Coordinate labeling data
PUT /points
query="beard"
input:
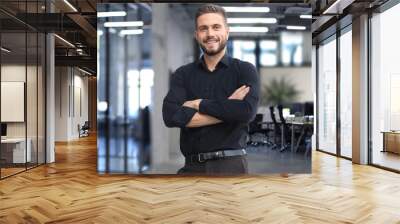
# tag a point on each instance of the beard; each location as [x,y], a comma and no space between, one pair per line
[213,52]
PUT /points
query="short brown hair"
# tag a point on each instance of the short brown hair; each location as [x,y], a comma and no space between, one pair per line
[210,8]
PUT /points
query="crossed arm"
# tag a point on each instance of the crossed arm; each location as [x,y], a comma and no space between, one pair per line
[199,119]
[241,106]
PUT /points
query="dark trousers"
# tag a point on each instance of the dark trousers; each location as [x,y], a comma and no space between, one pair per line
[225,166]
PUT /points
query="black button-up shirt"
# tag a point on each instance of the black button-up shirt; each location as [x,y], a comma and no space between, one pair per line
[195,81]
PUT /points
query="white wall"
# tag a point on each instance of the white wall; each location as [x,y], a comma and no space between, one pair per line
[70,83]
[172,47]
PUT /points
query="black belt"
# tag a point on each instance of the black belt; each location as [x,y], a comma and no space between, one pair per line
[202,157]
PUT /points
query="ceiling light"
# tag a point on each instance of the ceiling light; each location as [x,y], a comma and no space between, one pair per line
[246,9]
[250,29]
[336,5]
[86,72]
[130,32]
[305,16]
[111,14]
[70,5]
[64,40]
[123,24]
[252,20]
[5,50]
[295,27]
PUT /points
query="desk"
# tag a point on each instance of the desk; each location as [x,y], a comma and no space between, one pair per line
[391,141]
[16,147]
[303,126]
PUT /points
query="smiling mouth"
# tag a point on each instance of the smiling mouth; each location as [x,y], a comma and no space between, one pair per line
[211,41]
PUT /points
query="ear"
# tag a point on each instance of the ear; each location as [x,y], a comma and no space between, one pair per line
[195,35]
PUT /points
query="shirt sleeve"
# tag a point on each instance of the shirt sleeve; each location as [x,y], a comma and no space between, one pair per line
[174,114]
[236,110]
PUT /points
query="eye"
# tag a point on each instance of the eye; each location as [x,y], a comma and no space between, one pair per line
[203,28]
[217,27]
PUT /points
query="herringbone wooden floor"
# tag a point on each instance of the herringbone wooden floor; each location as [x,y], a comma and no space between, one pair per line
[70,191]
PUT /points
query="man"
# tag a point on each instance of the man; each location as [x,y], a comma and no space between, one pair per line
[213,100]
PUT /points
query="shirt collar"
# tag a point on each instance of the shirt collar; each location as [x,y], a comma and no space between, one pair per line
[225,60]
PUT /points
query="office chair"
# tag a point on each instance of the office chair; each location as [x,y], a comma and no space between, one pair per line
[84,130]
[284,130]
[277,130]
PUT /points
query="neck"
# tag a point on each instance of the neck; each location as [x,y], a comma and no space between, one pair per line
[212,60]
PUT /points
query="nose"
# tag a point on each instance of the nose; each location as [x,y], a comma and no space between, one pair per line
[210,33]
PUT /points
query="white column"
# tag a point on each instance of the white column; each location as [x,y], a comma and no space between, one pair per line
[50,99]
[360,90]
[160,134]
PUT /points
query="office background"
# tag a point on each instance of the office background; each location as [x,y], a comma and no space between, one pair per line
[135,64]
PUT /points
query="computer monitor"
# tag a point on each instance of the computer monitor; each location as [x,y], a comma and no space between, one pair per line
[3,129]
[309,109]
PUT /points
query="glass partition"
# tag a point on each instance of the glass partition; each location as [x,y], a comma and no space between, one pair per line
[327,96]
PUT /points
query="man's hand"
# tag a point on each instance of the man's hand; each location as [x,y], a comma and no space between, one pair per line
[195,104]
[240,93]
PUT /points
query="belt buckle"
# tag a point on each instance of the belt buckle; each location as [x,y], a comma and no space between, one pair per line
[200,160]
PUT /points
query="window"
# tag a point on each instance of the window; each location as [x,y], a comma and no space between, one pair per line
[292,50]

(To be done): Give the material again exactly as it is, but keep the pictures out.

(Final result):
PUT /points
query="beard"
input:
# tag a point on each instance of the beard; each location as [x,y], a comma and no space between, one pair per line
[213,52]
PUT /points
query="short brown hair"
# tag a point on each instance of the short brown hair; each location as [x,y], a comma and no space between, one pair per line
[210,8]
PUT /points
query="crossed arm"
# tag a point on each instance of the crossed arm; each location as [x,y], a comma and no space between, one pair per line
[199,119]
[241,106]
PUT /points
query="dark trousers"
# tag a point on each instance of the dark trousers; each location as [x,y], a comma and no space between, one pair per line
[225,166]
PUT /points
query="black button-up shirt"
# tag a point on each instance of the black button-up shirt; each location as [x,y], a comma and no space between, one pair per line
[195,81]
PUT /points
query="white wall"
# tag a point on each instance of the white wall; each location as [x,y], a comma and no space between, one pair per line
[70,83]
[172,47]
PUT /points
query="black belt"
# tag a point on each instance of the black belt; each location as [x,y], a comma and no space between, one pair per line
[202,157]
PUT /points
query="ceiling light"
# tag a point on each instance of the ceiling light; each location as [x,y], a comma and no space between, one pair per line
[246,9]
[250,29]
[336,5]
[86,72]
[130,32]
[305,16]
[111,14]
[70,5]
[64,40]
[123,24]
[252,20]
[5,50]
[295,27]
PUT /points
query="desk"
# tag a point on each instance of the desk; each location as [x,y], a comma and no space between, one pair per line
[391,141]
[16,147]
[303,126]
PUT /points
query="smiling mouth"
# tag a point on each instance of the smiling mouth; each location as [x,y], a comma and no space between, one pair per line
[211,41]
PUT /points
query="ear"
# tag a point on each instance of the ear; each location as [x,y], a comma and no space between, one pair per line
[195,35]
PUT /points
query="shirt sleeve"
# tag a point on each instance of the shirt sleeve; each location as [x,y], a comma and no space between, one pair per line
[174,114]
[236,110]
PUT /points
query="eye"
# tag a point on each instance of the eye; each location as [x,y], a comma and no space between, one pair per line
[203,28]
[217,27]
PUT /points
query="herringbone wooden floor"
# tag a point on each instance of the herringbone wooden floor; each location as [x,y], a comma and no space between, one pair per line
[70,191]
PUT /points
query="man"
# tag a point on each instance of the man; each location as [x,y], a comma and no space between, one pair per line
[213,100]
PUT /points
query="shirt collar"
# tag a point on each instance of the shirt collar; each location as [x,y], a comma and no space between, one pair per line
[225,60]
PUT /points
query="office chair"
# tag a point on each instance of the office chair; each location as [x,y], a comma and no space between, one pair per line
[84,130]
[284,130]
[277,130]
PUT /points
query="neck"
# tag a point on each instance of the neck; each location as [x,y], a comma and no space between, one pair per line
[212,60]
PUT /points
query="nose"
# tag a point on each instance of the nose; each location as [x,y], a comma and no space between, one pair per line
[210,33]
PUT /points
query="white column"
# tag a point on each instance of the white column; each location as [x,y], a comma and no space between, one pair per line
[50,99]
[360,90]
[160,134]
PUT /points
query="office background"
# tag a point on each instance of the office background; each location as [x,y], a comma and no space between, one pair per line
[135,64]
PUT /points
query="computer monitor"
# tag a point on each instance of the computer monitor; each location as [x,y], a comma and no space between, one pair per line
[3,129]
[309,109]
PUT /points
query="glass partition"
# tag a point on each instance of the glass partition; each location as [x,y], a comma and no space between, one pair per line
[327,96]
PUT /points
query="man's hand"
# tag a point on each instance of the man's hand; each location as [x,y], a comma and no space between, one pair per line
[195,104]
[240,93]
PUT /points
query="belt buckle"
# tag a point on each instance of the belt buckle; each location as [x,y], a comma and no space between, one pair per line
[200,160]
PUT /points
query="window"
# tag a point on each instance of the window; each location as [x,y], a comma and no space between, one pair per line
[292,50]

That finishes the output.